**PROBLEM REQUIREMENTS**
Would you print the whole listing again, word for word?

** Opening THE RECORDS block **

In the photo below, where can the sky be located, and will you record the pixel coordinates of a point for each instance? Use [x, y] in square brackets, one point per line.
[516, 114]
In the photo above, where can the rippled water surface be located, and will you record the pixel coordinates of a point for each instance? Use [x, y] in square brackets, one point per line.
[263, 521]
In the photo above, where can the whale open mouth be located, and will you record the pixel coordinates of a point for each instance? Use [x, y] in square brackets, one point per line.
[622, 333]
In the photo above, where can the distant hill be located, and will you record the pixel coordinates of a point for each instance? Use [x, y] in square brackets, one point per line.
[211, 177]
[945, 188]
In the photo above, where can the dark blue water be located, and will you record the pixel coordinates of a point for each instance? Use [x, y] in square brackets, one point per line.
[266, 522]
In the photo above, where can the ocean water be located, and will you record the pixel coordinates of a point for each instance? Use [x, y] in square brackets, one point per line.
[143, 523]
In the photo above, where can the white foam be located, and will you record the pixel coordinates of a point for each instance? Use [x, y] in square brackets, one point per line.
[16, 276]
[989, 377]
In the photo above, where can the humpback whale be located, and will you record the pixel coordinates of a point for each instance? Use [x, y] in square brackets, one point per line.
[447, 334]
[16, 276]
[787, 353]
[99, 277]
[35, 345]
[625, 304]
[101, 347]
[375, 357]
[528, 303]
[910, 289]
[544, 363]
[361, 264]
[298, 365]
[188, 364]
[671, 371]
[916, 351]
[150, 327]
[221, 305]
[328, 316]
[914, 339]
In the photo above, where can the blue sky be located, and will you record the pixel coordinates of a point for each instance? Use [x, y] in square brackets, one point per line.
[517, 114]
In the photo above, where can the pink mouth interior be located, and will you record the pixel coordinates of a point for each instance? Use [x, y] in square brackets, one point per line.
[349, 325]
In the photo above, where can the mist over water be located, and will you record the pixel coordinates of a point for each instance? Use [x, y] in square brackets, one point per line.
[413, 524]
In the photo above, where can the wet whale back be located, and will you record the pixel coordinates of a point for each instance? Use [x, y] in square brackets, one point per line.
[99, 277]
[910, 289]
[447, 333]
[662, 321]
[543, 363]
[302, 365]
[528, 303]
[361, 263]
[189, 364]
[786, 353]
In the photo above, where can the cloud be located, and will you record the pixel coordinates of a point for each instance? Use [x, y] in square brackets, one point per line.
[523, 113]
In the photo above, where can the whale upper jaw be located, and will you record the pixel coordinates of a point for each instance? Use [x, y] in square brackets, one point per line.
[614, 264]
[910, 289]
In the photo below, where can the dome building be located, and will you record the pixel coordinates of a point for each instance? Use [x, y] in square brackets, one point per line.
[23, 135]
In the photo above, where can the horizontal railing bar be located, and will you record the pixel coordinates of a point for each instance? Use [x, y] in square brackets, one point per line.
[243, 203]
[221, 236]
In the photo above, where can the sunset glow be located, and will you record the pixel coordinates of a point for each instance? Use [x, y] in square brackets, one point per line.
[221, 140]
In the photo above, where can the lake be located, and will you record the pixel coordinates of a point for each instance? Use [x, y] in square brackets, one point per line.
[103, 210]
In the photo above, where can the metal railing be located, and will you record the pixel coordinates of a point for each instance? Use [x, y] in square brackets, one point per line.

** Closing THE RECORDS block **

**WRITTEN ANSWER**
In the photo below, where can the sky be located, and will you record the pixel coordinates of a point for each instance? Use [x, y] in square brackets, one point per line.
[516, 114]
In the photo above, where can the rippled water surface be located, and will you record the pixel coordinates of a point for each instance? Use [x, y] in square brackets, one point per line.
[263, 521]
In the photo above, where can the whale open mouth be located, and will you record the pixel coordinates of a point for each instance? Use [x, y] in square brackets, one point per line.
[622, 333]
In the photo above, where can the distant hill be located, and will you record the pixel coordinates of a point for each instance? Use [x, y] in square brackets, one point per line.
[211, 177]
[945, 188]
In the photo above, where can the dark blue water be located, and will you record the pixel coordinates of a point for each instance? Use [x, y] in square brackets, one point per line.
[266, 522]
In the photo above, where can the ocean water be located, and will you record the pixel coordinates of a point for each instance? Use [x, y] in square brackets, one point per line.
[143, 523]
In the photo above, where can the white foam be located, and will you record the pixel coordinates of a point for each instance? Use [x, y] in square brackets, one point per line.
[16, 276]
[989, 377]
In the photo above, where can the humpback whale be located, and will you record the pixel coordinates of a point for each instance? Use [x, y] in square brackets, one point per line.
[447, 334]
[16, 276]
[787, 353]
[99, 277]
[35, 345]
[625, 304]
[101, 347]
[375, 357]
[528, 303]
[910, 289]
[544, 363]
[361, 264]
[298, 365]
[188, 364]
[671, 371]
[916, 351]
[150, 327]
[221, 305]
[328, 316]
[914, 339]
In the photo above, where can the blue sky be located, and will you record the pixel coordinates of a point for each instance? Use [x, y] in square brackets, one point per line.
[517, 114]
In the photo above, where can the pink mouth interior be located, and will you record the pixel coordinates of a point for each instance? Use [x, y] in square brackets, one point per line.
[349, 325]
In the photo above, where can the mist over water be located, and will you record the pixel coordinates of a point for each instance? Use [x, y] in square brackets, one point per line.
[413, 524]
In the photo above, where can the wet whale back be located, and will you record the pixel coordinates of a point for each instance? Use [x, y] in square brackets, one point per line.
[99, 277]
[910, 289]
[447, 333]
[662, 321]
[543, 363]
[302, 365]
[528, 303]
[361, 263]
[189, 364]
[786, 353]
In the photo above, where can the cloud be located, and will you record the pixel coordinates of a point for each instance? Use [x, y] in square brackets, one point per line.
[523, 113]
In the photo above, where can the whale upper jaw be located, and will you record the pixel coordinates of a point for each instance? Use [x, y] in square brackets, one point per line.
[614, 264]
[910, 289]
In the photo below, where can the dome building be located, and will you record the pixel coordinates of a point for each instance? Use [x, y] in square brackets, one point per line.
[23, 135]
In the photo above, where can the horizontal railing bar be located, and will you record the pixel coordinates of a point for each instance? Use [x, y] in square brackets, one point per line.
[243, 203]
[221, 236]
In the photo above, where can the sunset glow be located, and will you record the pixel coordinates of a point for each instance? Use [x, y] in square brackets, one point per line.
[221, 140]
In the photo above, where can the lake be located, and will you record the pixel coordinates of a point for each instance? Use [x, y] in square brackets, one point per line.
[103, 210]
In the photo above, where can the metal railing be located, and will you record the pixel coordinates of a point for each instance? Use [x, y] in square brackets, one point per line.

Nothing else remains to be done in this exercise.